PROBLEM REQUIREMENTS
Find every line in the items below that contains the word "mountain", and copy each of those lines. Case counts.

GIVEN RECORDS
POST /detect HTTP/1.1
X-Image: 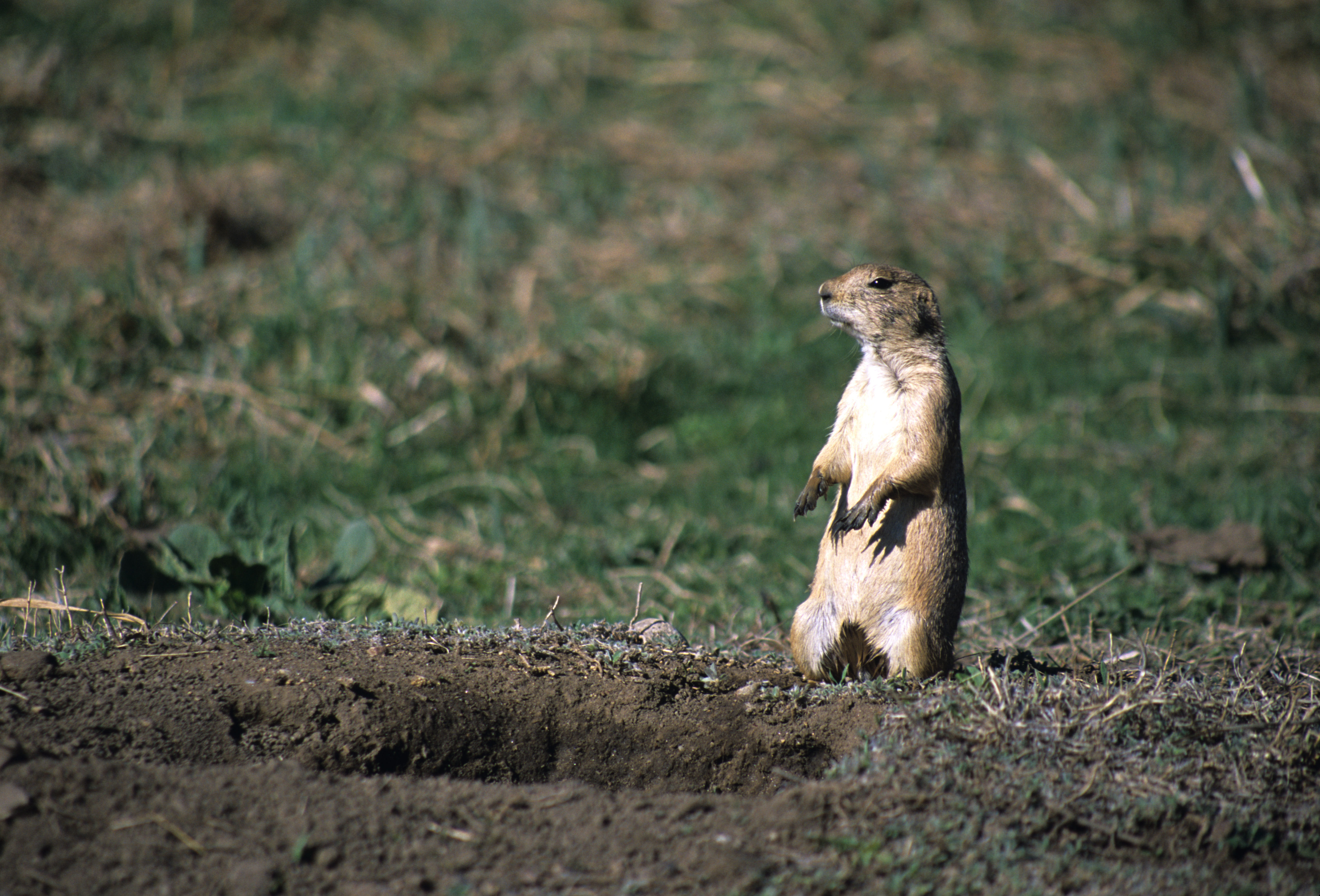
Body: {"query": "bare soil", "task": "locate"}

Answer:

---

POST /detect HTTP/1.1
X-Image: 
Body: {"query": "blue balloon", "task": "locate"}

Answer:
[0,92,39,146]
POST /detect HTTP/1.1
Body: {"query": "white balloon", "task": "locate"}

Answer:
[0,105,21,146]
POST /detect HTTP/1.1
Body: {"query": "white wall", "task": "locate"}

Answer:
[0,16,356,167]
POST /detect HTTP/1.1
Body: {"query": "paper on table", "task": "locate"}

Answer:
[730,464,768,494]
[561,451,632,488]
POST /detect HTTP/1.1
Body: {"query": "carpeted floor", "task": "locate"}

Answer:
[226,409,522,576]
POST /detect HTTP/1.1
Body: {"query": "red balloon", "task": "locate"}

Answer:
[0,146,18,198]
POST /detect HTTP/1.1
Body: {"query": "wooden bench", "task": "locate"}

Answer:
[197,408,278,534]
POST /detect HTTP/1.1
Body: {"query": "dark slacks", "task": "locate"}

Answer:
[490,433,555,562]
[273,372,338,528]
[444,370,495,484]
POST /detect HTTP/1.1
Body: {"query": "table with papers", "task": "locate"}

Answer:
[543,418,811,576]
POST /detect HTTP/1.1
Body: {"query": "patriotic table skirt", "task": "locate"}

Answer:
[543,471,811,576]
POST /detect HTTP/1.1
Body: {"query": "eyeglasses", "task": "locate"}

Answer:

...

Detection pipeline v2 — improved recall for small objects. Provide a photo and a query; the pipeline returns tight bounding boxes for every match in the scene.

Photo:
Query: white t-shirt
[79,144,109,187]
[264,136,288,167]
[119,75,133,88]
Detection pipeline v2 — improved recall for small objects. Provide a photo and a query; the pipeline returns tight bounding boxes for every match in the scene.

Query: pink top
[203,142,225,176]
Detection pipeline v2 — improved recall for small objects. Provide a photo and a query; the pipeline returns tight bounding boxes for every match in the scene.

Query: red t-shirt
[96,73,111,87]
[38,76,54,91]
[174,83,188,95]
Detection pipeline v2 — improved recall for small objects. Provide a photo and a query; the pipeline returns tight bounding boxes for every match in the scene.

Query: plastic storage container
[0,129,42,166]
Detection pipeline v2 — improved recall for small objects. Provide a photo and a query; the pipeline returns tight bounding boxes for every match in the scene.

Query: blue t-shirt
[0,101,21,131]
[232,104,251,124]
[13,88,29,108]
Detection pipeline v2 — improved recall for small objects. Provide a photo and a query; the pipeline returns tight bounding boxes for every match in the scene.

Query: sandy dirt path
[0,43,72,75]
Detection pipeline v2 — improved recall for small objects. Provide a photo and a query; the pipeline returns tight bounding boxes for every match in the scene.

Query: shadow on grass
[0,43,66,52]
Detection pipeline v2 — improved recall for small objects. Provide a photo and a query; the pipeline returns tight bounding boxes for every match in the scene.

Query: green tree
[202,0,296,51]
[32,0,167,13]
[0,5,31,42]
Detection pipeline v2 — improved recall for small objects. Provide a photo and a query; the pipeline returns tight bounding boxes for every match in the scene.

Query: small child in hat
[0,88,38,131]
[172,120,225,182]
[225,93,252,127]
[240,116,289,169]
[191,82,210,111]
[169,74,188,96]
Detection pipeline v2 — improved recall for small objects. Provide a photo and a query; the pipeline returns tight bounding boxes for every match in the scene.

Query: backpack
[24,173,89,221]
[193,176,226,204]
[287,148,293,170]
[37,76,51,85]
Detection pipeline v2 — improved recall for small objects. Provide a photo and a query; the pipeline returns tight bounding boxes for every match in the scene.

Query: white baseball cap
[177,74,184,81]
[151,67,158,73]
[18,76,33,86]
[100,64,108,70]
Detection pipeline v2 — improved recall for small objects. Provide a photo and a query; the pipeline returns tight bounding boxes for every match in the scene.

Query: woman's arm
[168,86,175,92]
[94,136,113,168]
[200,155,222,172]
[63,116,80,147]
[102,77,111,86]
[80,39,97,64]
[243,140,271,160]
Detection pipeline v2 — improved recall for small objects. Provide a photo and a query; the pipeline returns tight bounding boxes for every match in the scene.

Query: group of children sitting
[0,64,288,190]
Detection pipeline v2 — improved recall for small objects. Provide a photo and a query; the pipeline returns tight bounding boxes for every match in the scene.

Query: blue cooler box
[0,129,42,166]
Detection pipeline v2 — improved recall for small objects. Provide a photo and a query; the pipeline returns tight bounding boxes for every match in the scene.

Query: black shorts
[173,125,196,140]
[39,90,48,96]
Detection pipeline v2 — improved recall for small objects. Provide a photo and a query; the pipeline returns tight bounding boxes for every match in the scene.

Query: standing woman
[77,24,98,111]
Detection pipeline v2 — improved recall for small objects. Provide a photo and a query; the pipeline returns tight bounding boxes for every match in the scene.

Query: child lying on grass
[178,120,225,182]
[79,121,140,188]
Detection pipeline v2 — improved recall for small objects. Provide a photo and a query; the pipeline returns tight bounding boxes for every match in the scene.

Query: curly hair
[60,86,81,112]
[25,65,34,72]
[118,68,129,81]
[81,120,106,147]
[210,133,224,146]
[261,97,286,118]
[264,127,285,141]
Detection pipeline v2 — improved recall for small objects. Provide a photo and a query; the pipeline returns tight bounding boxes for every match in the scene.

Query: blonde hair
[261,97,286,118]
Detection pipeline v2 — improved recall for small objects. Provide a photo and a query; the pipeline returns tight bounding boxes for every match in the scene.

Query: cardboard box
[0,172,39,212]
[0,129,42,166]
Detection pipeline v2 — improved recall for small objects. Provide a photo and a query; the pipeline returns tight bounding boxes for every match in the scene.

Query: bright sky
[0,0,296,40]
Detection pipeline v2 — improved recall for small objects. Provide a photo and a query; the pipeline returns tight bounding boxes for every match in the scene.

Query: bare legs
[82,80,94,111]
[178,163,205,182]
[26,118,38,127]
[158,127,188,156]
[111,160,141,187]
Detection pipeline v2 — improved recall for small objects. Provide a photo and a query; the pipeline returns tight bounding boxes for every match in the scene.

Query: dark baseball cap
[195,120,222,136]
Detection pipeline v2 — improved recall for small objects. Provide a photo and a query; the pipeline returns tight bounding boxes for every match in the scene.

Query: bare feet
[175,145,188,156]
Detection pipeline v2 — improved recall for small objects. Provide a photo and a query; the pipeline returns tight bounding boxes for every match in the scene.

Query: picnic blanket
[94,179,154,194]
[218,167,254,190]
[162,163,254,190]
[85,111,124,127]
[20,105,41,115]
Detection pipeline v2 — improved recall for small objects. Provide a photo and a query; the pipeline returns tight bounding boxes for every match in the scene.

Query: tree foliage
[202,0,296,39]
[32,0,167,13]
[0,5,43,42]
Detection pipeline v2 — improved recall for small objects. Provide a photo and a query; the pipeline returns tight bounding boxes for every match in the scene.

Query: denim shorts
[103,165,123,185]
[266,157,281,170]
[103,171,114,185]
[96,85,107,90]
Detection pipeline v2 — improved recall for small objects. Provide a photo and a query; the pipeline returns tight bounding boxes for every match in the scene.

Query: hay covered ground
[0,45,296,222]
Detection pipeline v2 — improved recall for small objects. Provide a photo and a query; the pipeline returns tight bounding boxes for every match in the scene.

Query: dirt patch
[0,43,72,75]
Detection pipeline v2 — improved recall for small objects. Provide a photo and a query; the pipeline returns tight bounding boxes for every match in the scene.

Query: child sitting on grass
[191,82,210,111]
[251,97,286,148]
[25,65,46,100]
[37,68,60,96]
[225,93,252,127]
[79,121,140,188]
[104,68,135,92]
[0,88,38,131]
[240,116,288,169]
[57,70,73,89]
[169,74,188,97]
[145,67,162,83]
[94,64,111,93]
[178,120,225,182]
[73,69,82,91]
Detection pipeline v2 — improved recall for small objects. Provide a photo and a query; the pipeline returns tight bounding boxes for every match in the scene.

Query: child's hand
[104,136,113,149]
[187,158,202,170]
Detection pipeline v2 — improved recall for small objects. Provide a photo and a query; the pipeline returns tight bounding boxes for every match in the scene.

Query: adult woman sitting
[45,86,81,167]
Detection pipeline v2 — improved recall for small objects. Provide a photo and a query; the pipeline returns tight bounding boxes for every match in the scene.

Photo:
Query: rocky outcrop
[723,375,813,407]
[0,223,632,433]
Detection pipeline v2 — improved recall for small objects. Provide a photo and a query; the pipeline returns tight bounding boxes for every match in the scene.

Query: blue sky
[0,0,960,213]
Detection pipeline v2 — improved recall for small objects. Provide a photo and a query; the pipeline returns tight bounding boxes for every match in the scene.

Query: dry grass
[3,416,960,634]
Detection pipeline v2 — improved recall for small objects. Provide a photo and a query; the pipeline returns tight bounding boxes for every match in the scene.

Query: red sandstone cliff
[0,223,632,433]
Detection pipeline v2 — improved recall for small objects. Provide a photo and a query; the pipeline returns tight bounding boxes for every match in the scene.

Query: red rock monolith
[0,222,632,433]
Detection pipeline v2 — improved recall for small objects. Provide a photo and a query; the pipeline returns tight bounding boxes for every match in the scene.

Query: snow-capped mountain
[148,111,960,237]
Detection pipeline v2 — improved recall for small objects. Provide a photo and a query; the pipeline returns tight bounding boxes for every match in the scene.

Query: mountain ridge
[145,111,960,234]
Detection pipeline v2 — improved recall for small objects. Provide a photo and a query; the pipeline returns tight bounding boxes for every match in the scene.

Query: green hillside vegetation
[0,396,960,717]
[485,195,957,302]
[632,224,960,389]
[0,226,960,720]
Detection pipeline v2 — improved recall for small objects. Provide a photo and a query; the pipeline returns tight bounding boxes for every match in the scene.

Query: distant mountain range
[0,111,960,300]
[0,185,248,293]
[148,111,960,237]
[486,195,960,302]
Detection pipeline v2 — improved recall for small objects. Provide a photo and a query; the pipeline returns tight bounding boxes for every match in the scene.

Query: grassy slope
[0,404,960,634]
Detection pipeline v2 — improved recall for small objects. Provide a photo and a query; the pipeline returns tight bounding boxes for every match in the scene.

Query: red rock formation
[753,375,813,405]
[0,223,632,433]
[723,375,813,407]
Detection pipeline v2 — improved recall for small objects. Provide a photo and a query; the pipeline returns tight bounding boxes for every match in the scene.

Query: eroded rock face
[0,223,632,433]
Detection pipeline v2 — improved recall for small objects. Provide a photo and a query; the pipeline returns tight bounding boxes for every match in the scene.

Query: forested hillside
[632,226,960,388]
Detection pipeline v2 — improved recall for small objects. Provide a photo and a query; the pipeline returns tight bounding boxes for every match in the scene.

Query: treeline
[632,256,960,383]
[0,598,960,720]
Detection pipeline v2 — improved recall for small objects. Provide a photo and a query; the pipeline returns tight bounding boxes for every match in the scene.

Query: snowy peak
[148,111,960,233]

FINISHED EXERCISE
Query: snow-capped mountain
Query: mountain ridge
Query: distant mountain range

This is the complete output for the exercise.